What you are asked to do ▸
Can you update these items, replacing "jacket" with "coat" and leaving everything else unchanged?

Records ▸
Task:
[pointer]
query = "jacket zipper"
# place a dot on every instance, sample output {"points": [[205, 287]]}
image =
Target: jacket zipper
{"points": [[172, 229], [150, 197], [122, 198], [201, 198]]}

Result of the task ▸
Task:
[pointer]
query = "coat zipper"
# place a dot on every instance, sample output {"points": [[205, 287]]}
image =
Target: coat zipper
{"points": [[172, 229], [150, 197], [122, 198], [201, 198]]}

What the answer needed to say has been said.